Write out the food blog text word for word, beginning at the words "Tomorrow's dinner (and, well, lunch)" and stopping after "Israel food pictures!".

(Text):
(begin)
Tuesday, April 29, 2008

Home!

Yes, I know I was crappy about blogging while we were in Israel. No excuses, especially since The Pedant bugged me about it daily. But - I will try to make up for it today with a post about dinner last night (and my lunch today).

So since we had a miserable connection in Madrid, our plan for food shopping went out the window since TP and I were so tired we couldn't do anything but unpack, post pictures, order pizza and watch some TV (note the connection: doing things in the house, mostly sitting; none of these occur in a supermarket). Sadly, that means our fridge is bare and although we have some non-perishables, the amount of good, healthy food we can eat is sadly not much. Yet, last night I was able to concoct a meal of no fresh produce! Hooray! It was a "Japanese" Noodle Soup. (The quotations will not end up here, trust me, it was loosely Japanese.) Another reason for it: I developed a cold after 2 1/2 days of travel.

The ingredients:

Water
Parve Chicken Consume
A few squeezes of minced ginger in a tube
1 tablespoon soy sauce
Frozen veggies (spinach, "California medley")
A handful of dried shitake mushrooms
Soba noodles

I basically started cooking it before my exercise class and it came out surprisingly well. It tasted all home-y and delicious. Perfect to make me feel better.

Tomorrow's dinner (and, well, lunch) may be a problem. Also Thursday's...

Sunday, April 27, 2008

Food Photo Post - Israel!

Here are our Israel food pictures!


Here's what the appetizer course at Samir's looks like about 2/3 of the way through. If you come for dinner at Samir's, there's still more food. Lots of it. Notice the multiple kinds of hummus and the foul, which my mom makes a version of.

This is what my meal at Burger Ranch looked like. Had I known that they also gave out packets of barbecue sauce and sweet and sour sauce upon request, I would totally have done so. Here they only gave me kosher for Passover ketchup and that most Israeli of condiments, thousand island dressing. No, really. They love that stuff on everything.

Food Photo Post - Canada!

Today, this blog is like all the other food blogs, because I managed to sync my digital camera with our iMac and now you can have pictures of food! Welcome to the twenty-first century of blogging!

First, the Canada pictures that we promised something like four months ago.
Here is a toffee on snow thing that I didn't feel confident enough in my French to buy. It looked good, though.
Here's our first meal in Quebec City; Caesar salad, French onion soup, and poutine. Delicious, if heart-stopping.
(end)
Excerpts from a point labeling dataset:
(begin)
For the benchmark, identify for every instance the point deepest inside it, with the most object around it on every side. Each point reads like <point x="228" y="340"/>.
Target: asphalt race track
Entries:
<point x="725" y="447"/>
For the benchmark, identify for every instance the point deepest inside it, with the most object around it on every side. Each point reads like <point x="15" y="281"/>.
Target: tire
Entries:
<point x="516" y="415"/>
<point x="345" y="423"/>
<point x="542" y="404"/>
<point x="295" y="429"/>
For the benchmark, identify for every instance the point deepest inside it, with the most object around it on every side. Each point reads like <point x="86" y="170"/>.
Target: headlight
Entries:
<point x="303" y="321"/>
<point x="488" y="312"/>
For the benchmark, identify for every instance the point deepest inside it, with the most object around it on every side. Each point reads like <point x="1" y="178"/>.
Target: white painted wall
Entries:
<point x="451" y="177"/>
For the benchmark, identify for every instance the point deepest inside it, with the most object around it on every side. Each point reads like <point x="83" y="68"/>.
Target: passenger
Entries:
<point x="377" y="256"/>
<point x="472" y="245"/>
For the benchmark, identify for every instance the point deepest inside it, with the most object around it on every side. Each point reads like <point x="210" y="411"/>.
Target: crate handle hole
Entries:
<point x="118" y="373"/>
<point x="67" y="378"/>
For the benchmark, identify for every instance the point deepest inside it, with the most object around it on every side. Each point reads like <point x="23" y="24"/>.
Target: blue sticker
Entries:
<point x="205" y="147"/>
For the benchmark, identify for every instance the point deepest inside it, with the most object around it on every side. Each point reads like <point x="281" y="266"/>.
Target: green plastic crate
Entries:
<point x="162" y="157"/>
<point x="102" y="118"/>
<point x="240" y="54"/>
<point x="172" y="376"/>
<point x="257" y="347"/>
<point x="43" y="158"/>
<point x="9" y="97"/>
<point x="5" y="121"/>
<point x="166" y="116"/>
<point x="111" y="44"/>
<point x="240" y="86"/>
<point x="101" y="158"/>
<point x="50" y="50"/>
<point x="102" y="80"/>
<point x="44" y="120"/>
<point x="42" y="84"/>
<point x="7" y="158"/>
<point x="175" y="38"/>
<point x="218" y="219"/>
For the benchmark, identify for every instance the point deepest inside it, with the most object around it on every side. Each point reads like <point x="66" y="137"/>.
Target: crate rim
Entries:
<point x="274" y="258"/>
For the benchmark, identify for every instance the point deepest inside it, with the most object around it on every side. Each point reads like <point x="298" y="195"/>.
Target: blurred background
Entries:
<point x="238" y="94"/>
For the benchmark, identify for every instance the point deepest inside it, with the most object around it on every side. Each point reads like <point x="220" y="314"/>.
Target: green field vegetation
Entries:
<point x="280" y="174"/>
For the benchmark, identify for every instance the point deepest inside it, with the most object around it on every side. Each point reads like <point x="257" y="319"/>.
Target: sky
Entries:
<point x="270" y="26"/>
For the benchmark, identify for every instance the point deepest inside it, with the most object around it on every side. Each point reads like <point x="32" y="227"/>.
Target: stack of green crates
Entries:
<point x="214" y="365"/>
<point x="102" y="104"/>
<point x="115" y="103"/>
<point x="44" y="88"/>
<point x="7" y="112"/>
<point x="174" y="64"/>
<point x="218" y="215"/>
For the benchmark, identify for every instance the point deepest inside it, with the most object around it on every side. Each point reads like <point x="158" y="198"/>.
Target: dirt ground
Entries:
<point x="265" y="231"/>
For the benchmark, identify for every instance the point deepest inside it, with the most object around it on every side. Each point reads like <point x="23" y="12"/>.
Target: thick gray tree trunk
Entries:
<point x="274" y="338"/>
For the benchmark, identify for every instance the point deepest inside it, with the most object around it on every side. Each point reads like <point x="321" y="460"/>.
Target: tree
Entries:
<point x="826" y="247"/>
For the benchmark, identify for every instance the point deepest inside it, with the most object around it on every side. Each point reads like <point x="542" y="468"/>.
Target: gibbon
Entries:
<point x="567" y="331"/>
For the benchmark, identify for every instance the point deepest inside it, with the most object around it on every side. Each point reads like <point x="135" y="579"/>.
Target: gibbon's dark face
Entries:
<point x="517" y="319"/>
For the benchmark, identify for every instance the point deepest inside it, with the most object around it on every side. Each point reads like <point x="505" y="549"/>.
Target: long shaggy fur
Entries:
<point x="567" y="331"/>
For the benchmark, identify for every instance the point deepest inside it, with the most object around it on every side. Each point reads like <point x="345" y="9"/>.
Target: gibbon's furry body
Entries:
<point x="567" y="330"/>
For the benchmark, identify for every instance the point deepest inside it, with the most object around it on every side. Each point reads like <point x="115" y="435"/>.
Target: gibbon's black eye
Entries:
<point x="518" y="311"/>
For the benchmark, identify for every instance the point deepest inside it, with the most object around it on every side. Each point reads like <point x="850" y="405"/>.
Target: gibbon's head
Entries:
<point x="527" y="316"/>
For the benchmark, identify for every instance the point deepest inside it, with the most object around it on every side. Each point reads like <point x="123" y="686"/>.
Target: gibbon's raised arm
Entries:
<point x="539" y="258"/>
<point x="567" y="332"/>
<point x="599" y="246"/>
(end)
(Exercise result):
Tomorrow's dinner (and, well, lunch) may be a problem. Also Thursday's...

Sunday, April 27, 2008

Food Photo Post - Israel!

Here are our Israel food pictures!